(Point labeling dataset rows)
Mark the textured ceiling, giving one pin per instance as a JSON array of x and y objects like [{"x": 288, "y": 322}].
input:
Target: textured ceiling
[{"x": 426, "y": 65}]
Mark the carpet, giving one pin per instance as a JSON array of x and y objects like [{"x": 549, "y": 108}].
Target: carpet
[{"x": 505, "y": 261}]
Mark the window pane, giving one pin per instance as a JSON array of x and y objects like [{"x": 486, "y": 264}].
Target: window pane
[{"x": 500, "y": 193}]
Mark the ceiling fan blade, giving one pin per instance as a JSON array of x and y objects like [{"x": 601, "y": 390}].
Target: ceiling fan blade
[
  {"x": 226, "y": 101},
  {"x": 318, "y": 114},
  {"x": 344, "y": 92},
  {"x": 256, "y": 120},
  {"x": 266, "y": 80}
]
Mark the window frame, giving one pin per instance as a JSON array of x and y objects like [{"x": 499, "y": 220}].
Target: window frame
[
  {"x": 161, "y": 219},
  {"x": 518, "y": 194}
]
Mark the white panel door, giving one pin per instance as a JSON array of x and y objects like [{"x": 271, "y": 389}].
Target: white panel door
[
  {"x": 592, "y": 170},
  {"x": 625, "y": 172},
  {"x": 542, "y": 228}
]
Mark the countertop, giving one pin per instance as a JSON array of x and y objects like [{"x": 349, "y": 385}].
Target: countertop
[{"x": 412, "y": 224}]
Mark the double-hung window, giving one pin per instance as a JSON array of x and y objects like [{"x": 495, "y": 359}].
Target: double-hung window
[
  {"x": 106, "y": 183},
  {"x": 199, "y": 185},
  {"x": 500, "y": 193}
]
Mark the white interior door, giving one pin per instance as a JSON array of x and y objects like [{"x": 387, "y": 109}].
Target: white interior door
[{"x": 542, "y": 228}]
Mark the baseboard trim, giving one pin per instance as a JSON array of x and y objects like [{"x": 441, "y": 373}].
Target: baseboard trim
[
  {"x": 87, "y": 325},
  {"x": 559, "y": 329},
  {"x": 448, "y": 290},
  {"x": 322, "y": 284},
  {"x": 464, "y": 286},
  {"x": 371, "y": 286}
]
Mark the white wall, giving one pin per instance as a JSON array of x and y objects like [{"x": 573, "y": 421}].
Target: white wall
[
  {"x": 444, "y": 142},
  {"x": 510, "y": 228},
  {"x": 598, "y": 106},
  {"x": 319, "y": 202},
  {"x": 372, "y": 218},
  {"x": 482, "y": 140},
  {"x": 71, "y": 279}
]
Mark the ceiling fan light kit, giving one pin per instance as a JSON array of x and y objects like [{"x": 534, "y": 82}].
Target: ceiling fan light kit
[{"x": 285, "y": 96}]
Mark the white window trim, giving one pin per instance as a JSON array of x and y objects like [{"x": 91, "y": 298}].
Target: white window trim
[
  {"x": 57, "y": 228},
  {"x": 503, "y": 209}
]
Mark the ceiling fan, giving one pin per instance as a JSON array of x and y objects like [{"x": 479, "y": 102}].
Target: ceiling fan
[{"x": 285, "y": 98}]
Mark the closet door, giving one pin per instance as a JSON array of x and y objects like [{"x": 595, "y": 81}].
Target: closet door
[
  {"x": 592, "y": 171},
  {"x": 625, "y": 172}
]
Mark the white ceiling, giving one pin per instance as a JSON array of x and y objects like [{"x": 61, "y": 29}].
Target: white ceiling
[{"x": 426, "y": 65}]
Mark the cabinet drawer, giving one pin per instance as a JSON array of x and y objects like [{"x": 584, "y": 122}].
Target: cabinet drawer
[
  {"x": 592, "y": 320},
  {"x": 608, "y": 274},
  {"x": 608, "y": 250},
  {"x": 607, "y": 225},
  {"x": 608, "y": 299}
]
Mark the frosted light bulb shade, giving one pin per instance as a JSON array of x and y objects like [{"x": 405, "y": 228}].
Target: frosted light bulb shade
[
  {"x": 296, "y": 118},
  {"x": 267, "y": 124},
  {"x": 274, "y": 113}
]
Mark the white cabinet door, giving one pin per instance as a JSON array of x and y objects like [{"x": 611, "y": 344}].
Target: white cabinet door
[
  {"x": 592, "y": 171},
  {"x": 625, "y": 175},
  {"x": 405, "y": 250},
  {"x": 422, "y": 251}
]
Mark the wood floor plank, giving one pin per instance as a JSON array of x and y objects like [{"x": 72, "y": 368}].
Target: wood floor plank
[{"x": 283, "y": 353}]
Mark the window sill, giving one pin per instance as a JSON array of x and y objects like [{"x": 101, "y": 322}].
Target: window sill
==
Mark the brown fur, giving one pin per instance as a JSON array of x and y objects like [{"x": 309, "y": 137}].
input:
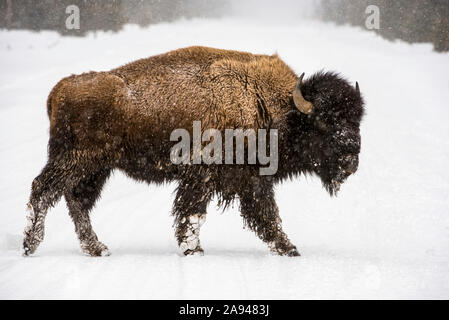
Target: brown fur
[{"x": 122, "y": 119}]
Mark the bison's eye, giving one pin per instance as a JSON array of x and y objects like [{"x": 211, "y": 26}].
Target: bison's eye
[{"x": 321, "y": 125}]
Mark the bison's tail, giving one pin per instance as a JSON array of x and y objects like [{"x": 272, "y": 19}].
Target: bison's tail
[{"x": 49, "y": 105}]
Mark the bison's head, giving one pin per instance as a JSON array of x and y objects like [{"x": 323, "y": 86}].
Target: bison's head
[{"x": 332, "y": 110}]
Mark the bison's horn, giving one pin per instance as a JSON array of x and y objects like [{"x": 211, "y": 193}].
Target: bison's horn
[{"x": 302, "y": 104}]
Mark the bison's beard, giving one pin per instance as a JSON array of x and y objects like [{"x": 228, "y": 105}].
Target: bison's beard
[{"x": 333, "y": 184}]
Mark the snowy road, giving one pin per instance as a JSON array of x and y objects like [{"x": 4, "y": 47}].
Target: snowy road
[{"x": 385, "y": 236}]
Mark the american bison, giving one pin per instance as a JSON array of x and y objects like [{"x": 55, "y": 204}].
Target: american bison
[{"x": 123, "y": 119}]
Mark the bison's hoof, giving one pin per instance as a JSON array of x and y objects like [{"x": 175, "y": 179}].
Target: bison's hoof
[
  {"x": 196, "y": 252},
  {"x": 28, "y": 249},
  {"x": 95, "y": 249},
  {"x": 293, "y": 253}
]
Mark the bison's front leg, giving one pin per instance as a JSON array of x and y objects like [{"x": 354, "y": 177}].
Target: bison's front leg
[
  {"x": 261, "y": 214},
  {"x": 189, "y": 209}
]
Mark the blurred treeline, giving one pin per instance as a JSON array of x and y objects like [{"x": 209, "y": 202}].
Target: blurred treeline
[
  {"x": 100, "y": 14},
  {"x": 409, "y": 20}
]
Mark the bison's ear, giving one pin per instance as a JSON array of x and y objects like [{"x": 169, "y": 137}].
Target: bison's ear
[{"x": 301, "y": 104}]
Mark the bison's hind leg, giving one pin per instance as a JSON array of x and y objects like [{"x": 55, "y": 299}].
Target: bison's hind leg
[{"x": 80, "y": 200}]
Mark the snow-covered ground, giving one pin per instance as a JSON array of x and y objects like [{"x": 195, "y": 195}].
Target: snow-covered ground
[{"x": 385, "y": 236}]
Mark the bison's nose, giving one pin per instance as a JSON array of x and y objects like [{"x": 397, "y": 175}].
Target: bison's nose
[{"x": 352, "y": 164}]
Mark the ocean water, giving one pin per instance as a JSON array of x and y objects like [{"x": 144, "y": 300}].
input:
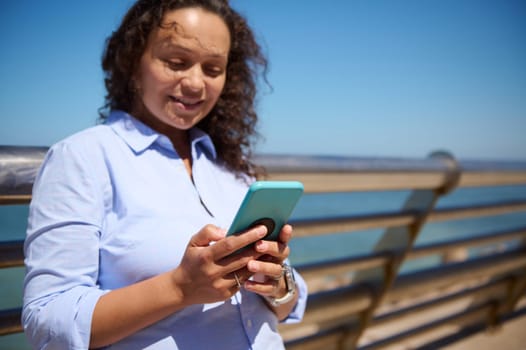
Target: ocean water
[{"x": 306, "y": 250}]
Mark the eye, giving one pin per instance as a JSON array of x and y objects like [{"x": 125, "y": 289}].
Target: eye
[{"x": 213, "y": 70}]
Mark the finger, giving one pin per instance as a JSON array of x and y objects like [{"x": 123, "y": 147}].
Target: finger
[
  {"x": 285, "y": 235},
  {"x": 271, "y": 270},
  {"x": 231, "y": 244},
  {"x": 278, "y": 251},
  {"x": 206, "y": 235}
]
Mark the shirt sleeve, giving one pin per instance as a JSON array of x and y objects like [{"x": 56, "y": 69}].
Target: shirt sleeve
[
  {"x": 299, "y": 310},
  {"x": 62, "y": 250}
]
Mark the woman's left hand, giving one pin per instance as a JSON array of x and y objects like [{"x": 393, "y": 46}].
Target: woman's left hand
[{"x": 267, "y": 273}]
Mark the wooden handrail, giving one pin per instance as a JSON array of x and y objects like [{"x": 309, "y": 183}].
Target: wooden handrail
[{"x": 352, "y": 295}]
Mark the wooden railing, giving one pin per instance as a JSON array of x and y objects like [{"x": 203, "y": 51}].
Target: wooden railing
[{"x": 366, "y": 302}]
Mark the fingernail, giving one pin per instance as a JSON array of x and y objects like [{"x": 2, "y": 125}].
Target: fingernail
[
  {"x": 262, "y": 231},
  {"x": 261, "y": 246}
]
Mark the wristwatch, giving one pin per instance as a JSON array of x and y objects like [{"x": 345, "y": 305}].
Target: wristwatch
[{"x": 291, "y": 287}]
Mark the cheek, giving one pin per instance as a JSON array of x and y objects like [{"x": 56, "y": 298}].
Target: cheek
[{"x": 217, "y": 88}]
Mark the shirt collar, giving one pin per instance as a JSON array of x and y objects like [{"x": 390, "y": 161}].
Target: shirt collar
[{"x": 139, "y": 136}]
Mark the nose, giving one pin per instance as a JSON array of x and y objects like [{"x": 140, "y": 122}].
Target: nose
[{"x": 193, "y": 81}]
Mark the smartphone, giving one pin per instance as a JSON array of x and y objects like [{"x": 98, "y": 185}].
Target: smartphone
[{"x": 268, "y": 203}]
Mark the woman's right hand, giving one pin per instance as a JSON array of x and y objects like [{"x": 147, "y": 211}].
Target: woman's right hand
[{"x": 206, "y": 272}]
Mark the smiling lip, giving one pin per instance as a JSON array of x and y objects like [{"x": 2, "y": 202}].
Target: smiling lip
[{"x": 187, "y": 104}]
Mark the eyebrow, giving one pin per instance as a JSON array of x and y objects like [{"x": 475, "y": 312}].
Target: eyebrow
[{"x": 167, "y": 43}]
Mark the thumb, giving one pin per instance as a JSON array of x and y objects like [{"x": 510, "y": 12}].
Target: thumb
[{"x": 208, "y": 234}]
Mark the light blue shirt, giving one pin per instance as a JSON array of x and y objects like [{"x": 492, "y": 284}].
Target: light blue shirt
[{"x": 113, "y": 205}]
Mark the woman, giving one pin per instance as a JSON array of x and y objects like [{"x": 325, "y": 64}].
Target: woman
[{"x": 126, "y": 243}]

### TASK STATEMENT
Can you rewrite the rows between the line holding "Mark the window sill, giving" and the line holding "Target: window sill", inclusive, with "window sill" changed to "window ledge" and nothing else altered?

### THE ANSWER
Mark the window ledge, giving one pin per instance as a JSON array of x and y objects like [{"x": 101, "y": 322}].
Target: window ledge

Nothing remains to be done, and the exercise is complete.